What this task involves: Report every line in the records that contains the word "submerged", copying each such line in full.

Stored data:
* begin *
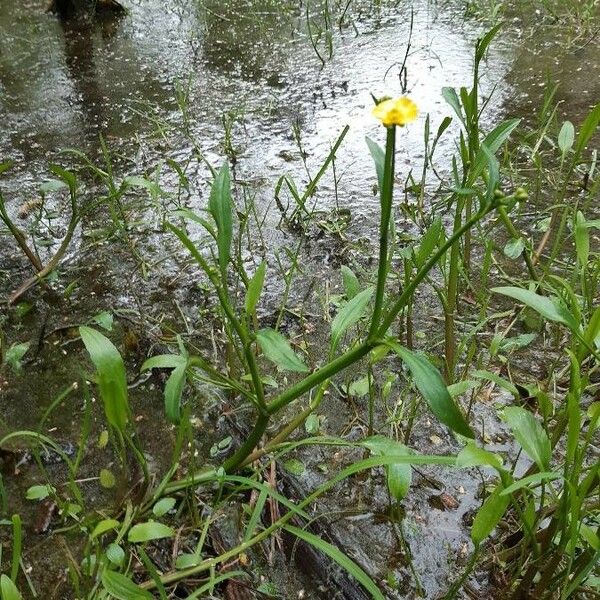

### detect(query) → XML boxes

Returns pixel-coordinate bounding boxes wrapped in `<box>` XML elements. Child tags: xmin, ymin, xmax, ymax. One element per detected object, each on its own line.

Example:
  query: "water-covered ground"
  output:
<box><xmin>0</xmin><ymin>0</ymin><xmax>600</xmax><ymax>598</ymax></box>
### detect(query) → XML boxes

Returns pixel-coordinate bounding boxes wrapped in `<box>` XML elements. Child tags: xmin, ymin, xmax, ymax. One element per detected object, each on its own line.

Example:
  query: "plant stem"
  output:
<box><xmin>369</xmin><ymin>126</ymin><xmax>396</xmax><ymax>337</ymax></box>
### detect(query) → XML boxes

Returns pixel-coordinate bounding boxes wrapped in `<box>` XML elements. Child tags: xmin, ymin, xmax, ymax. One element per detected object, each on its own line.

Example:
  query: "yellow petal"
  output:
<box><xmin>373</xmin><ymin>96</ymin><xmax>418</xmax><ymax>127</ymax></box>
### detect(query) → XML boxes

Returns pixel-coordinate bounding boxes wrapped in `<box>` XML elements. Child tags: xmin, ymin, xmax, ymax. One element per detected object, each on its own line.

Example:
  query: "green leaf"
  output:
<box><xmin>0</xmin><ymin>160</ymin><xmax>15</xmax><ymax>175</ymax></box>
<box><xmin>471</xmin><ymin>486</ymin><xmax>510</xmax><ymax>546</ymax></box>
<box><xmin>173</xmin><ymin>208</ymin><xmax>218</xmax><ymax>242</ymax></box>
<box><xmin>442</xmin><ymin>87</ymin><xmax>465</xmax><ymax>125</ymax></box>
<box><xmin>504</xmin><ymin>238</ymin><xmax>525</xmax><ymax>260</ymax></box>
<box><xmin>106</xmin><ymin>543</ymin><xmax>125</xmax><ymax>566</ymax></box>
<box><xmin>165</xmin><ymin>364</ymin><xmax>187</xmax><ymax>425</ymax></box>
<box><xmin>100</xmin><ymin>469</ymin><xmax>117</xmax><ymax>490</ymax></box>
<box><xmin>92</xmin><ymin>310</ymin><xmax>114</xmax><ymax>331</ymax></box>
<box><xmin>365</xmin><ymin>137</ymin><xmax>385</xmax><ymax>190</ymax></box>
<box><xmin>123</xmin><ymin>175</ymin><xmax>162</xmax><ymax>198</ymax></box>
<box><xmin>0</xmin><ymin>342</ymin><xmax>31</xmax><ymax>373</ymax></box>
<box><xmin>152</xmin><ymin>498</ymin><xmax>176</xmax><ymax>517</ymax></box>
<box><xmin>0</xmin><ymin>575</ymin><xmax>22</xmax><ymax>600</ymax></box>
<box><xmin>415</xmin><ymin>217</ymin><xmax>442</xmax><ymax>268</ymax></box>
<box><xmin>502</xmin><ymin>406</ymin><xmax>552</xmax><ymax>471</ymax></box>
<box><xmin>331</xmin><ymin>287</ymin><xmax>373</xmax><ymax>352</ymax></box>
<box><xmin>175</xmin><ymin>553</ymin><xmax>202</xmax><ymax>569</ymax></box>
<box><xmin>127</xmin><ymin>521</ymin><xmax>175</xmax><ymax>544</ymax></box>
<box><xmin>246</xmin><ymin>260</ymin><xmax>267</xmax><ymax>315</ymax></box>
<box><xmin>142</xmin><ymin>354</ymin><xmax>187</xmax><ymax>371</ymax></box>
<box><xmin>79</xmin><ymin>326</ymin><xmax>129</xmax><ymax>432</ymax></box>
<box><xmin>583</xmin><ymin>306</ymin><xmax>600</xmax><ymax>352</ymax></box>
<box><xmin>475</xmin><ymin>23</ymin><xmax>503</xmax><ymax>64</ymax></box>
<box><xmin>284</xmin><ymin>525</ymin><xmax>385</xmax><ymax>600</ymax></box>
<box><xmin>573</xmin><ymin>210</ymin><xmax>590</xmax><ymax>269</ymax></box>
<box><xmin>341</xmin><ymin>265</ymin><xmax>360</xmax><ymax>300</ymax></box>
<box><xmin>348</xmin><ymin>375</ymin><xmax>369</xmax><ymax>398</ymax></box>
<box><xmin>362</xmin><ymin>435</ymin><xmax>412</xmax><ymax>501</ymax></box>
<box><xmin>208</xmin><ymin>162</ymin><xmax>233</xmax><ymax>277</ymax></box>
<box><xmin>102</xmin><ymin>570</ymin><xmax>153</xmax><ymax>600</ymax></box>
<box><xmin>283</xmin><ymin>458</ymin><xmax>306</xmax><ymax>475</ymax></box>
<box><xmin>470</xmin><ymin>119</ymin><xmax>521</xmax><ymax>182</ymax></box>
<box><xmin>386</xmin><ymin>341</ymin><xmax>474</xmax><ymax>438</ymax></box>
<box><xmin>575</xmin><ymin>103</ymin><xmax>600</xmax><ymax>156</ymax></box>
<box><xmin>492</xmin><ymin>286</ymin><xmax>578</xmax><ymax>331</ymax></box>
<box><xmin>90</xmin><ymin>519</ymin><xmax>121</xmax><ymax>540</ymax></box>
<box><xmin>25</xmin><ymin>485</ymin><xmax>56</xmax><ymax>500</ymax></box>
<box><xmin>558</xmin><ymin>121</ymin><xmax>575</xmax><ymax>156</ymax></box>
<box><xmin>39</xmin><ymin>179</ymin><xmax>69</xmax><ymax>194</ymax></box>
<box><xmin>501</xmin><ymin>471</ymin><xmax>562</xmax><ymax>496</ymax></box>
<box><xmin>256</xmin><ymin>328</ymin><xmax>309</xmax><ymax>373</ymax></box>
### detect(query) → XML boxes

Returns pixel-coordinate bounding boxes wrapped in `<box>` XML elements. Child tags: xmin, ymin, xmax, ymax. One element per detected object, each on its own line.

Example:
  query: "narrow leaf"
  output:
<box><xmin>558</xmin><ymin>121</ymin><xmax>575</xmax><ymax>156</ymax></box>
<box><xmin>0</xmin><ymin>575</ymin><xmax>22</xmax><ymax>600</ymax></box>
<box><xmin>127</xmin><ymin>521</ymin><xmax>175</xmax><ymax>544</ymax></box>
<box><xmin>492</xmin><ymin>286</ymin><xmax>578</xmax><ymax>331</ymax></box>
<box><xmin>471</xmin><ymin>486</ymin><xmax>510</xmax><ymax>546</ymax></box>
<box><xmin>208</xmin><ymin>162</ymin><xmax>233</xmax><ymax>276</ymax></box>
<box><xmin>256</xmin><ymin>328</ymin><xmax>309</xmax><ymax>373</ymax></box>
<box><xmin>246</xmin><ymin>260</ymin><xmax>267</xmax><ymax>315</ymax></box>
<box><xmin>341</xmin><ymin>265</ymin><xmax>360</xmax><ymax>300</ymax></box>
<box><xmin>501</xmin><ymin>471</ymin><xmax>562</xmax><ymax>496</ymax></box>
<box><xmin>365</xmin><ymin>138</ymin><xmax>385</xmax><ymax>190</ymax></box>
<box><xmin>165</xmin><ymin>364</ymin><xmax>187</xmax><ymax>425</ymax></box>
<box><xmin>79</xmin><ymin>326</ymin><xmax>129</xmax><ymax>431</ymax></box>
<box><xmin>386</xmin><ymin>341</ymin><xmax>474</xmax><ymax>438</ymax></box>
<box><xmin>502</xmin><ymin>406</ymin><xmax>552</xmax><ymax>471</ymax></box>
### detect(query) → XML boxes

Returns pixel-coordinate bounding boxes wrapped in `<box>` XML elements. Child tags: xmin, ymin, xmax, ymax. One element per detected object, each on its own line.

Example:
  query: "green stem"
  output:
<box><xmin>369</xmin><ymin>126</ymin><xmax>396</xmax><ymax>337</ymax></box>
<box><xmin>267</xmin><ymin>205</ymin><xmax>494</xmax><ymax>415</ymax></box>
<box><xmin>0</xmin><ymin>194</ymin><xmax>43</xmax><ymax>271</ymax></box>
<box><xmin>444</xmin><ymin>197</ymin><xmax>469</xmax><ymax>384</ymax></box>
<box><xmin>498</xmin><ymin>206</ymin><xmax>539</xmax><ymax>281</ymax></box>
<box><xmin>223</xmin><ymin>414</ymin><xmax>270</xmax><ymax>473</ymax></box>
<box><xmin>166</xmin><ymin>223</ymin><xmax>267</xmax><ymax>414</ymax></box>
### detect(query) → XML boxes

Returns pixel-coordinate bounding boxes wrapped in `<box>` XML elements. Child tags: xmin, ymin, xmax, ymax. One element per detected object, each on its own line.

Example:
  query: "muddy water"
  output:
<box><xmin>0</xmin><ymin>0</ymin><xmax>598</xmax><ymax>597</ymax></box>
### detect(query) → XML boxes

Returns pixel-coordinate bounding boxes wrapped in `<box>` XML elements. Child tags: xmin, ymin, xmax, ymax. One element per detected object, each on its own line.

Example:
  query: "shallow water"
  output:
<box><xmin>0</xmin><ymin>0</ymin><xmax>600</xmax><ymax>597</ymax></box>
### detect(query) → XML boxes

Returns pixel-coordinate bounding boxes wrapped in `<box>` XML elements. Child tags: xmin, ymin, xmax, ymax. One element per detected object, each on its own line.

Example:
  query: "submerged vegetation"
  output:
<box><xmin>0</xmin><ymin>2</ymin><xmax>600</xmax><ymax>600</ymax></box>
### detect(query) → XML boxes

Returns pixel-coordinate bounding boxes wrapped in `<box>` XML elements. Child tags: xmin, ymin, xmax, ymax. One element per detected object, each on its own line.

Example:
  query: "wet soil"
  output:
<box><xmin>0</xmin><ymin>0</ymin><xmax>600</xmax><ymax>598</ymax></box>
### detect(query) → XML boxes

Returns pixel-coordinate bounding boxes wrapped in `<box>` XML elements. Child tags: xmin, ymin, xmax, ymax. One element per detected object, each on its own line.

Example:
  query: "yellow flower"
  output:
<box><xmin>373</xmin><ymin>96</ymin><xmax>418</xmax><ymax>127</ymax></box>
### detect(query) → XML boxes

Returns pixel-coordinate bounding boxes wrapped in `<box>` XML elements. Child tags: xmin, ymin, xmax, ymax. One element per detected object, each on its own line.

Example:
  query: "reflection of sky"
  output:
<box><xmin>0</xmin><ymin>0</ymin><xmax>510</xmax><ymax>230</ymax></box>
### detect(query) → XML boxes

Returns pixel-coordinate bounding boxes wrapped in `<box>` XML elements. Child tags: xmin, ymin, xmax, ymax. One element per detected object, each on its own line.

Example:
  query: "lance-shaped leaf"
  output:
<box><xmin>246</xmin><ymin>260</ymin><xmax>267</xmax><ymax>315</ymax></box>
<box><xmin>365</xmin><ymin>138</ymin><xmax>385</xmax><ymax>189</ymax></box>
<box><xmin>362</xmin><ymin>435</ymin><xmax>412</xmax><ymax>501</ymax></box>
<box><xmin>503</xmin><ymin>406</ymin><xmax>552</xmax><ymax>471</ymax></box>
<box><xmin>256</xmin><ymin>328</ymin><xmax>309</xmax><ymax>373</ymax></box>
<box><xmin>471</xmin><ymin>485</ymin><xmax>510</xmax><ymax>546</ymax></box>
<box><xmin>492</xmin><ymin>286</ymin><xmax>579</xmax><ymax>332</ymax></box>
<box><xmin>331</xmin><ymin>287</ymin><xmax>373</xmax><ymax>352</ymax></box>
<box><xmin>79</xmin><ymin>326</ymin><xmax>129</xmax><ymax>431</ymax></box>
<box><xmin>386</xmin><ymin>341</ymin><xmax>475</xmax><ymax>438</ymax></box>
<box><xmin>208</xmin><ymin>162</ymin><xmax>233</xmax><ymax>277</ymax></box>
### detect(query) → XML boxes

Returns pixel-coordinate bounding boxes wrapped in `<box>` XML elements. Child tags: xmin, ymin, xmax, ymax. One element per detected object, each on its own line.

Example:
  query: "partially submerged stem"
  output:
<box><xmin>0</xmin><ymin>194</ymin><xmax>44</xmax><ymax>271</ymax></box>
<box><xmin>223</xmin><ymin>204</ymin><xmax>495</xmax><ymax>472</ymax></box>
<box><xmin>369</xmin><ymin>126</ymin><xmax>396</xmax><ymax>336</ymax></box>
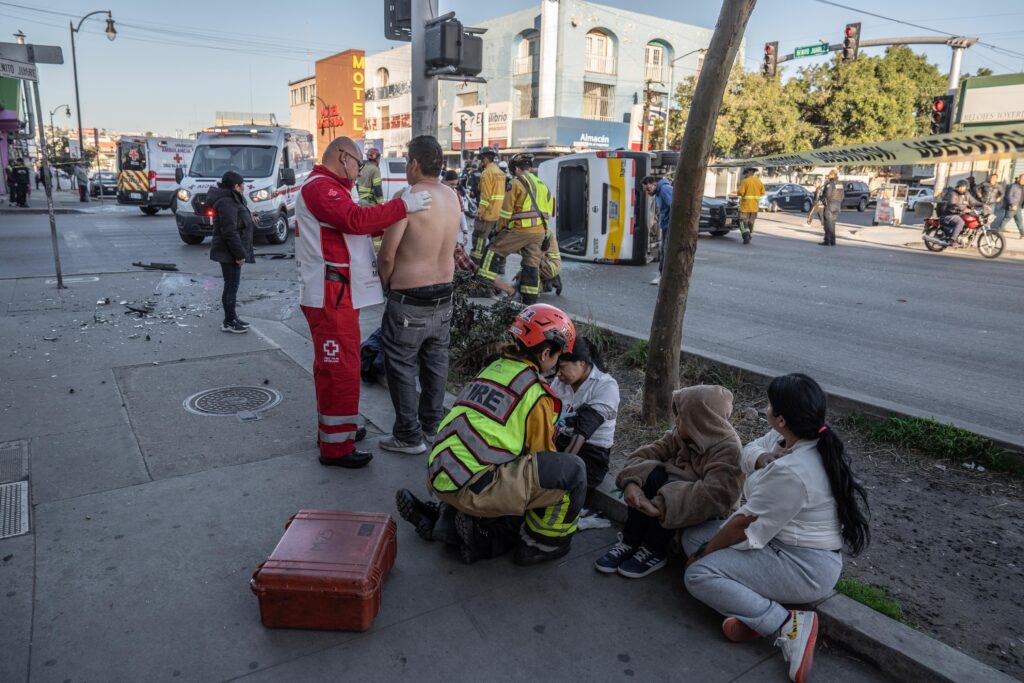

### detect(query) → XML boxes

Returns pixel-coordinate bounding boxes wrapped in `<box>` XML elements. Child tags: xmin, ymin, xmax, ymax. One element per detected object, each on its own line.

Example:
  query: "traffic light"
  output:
* end *
Solved problem:
  query: "submerged vegetation"
  query: "partially submerged stem"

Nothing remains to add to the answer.